BRIEF:
This exercise calls for the line with "positive clicks: (70, 272)", the line with "positive clicks: (398, 211)", and all lines between them in the material below, output exactly and with no other lines.

DATA SECTION:
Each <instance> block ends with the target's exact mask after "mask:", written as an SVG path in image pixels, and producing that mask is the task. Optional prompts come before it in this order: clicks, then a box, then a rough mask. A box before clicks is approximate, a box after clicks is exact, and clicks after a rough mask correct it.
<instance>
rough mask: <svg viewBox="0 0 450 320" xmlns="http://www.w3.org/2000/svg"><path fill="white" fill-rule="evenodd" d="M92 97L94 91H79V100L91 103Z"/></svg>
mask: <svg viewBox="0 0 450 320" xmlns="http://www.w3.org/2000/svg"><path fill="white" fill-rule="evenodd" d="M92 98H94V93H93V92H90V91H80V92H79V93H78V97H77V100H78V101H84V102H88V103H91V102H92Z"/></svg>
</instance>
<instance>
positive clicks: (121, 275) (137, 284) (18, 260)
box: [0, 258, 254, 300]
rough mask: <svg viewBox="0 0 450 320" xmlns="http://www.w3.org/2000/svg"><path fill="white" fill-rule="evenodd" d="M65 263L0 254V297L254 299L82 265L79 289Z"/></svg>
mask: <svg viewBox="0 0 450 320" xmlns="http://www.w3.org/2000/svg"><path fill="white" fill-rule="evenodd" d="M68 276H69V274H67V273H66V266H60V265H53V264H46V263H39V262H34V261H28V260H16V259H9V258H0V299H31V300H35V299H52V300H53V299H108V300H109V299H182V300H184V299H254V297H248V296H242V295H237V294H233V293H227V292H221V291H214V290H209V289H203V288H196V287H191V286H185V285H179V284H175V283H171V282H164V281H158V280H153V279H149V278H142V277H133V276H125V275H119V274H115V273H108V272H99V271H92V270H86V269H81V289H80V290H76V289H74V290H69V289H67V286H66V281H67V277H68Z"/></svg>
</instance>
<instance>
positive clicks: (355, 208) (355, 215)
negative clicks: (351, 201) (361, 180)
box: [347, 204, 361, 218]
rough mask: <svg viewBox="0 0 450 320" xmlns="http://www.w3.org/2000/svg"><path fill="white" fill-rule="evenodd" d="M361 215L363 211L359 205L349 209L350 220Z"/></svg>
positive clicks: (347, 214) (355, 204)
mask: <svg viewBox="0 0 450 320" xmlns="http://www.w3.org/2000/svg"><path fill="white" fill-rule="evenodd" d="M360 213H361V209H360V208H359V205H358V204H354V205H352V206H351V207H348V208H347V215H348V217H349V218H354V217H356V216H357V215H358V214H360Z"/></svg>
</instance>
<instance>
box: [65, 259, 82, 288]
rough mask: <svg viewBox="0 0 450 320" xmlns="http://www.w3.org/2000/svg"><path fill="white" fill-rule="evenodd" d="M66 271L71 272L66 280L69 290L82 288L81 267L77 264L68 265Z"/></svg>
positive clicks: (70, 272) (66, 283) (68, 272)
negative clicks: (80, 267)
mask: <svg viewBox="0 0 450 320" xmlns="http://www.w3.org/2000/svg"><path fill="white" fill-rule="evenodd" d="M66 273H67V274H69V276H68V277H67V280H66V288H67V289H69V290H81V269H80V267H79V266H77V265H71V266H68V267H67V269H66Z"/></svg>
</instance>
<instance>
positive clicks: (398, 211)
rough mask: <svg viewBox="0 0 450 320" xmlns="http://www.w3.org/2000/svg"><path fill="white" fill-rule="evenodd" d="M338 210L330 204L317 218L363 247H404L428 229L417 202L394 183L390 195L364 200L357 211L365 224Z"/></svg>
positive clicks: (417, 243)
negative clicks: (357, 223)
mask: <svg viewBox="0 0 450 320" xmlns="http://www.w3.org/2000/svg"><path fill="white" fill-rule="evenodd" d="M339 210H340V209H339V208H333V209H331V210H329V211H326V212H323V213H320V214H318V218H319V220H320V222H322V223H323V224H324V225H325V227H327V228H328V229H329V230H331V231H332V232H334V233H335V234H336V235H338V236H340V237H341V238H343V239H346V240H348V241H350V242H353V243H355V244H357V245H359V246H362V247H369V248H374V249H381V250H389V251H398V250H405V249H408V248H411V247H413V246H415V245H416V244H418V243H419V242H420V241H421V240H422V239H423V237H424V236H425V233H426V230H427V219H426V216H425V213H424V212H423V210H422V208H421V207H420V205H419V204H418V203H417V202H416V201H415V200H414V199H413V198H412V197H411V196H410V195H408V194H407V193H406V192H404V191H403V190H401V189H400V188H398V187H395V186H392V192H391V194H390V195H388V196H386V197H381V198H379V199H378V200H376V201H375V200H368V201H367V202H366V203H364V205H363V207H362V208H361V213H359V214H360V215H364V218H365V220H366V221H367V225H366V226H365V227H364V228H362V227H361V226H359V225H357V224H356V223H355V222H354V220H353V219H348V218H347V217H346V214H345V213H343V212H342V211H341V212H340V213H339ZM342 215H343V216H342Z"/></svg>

EXPECTED OUTPUT:
positive clicks: (70, 272) (66, 283) (68, 272)
negative clicks: (80, 267)
mask: <svg viewBox="0 0 450 320" xmlns="http://www.w3.org/2000/svg"><path fill="white" fill-rule="evenodd" d="M66 273H67V274H69V276H68V277H67V280H66V288H67V289H69V290H81V269H80V267H79V266H77V265H71V266H68V267H67V269H66Z"/></svg>
</instance>
<instance>
positive clicks: (398, 211)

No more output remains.